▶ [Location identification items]
##########
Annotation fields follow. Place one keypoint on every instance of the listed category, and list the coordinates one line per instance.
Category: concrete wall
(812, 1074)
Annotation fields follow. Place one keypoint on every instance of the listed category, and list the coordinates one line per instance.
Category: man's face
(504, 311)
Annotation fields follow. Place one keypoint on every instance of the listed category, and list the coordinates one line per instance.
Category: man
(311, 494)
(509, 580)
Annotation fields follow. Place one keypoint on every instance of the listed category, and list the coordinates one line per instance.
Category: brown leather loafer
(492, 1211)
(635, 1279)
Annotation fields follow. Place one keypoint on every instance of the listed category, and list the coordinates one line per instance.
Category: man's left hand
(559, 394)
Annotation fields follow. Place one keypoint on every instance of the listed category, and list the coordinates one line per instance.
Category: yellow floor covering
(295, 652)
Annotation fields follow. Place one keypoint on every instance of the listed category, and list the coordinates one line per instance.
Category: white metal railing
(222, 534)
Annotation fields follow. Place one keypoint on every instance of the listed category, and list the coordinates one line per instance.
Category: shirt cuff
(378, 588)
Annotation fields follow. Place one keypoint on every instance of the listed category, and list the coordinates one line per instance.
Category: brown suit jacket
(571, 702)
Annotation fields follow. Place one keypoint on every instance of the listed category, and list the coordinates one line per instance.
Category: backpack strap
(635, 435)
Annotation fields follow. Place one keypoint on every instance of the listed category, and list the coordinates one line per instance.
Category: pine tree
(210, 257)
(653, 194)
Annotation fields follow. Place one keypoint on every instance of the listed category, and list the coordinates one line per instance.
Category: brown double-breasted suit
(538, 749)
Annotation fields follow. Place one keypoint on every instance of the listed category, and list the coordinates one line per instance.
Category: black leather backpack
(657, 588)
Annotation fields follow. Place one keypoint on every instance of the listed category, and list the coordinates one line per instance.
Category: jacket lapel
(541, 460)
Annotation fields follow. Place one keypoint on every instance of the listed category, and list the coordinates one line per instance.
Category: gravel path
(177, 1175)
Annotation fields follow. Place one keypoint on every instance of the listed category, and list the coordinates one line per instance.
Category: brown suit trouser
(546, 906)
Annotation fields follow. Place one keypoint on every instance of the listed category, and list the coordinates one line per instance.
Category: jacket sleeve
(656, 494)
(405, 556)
##########
▶ [THE TASK] All of the entries need to be reproduced exactly; please write them out.

▶ [RIGHT ANSWER]
Annotation fields follow. Place one keypoint on every instance of the listed category, and list the coordinates one line per instance.
Category: concrete wall
(812, 1074)
Annotation fields follow. Place one keypoint on every instance of the listed category, and list the coordinates one line per instance.
Category: man's face
(504, 311)
Annotation fields follow. Place one keypoint on every instance of the listed category, and list the coordinates one line per instance.
Category: man
(311, 494)
(509, 580)
Annotation fields follow. Place one keypoint on every instance of the listed category, and list the coordinates one line per instance.
Category: brown leather loafer
(492, 1211)
(635, 1279)
Annotation fields follow. Place one keypoint on every instance of the listed category, and list the coordinates one line per instance.
Category: man's left hand
(559, 394)
Annotation fields follow. Place one keypoint on every instance of the listed category, and list the coordinates one line per instance.
Category: yellow floor covering
(295, 652)
Annotation fields follow. Place one keypoint on every instance of the listed category, and list the coordinates one line per instance.
Category: white metal railing
(222, 534)
Annotation fields follow. Place one keypoint on every instance of the listed category, and list the coordinates one line per instance.
Category: shirt cuff
(378, 588)
Annotation fields follow. Place one keypoint on every instance of the listed category, and list the coordinates one line per instance.
Category: brown suit jacket
(571, 702)
Annotation fields follow. Place one keypoint on every instance of the listed category, and list the coordinates one line per instance.
Category: backpack strap
(635, 435)
Annotation fields follow. Place one keypoint on every instance of the listed category, and list the coordinates one line per instance.
Category: pine tree
(210, 257)
(653, 194)
Annotation fields follow. Place one keypoint on every instance of the listed category, and list the coordinates one line per instance.
Category: brown double-breasted suit
(538, 749)
Annotation fields follow. Place one keypoint on every instance of the listed category, and list the coordinates one line per instance.
Category: black leather backpack
(657, 588)
Annotation fields follow. Place one keypoint on every instance of the listed category, and list the coordinates one line per instance.
Category: jacket lapel
(541, 460)
Annotation fields follow. Place one keypoint on every instance of the listed category, and list the coordinates one line per instance.
Category: gravel path
(177, 1175)
Annotation fields follow. Place one keypoint on every instance of the listed category, and list the coordinates one line per instance.
Category: brown suit trouser
(546, 906)
Annotation fields follow. Place one keypoint on every instance of the listed category, and list the coordinates one line per instance.
Category: jacket sleeve
(656, 494)
(405, 556)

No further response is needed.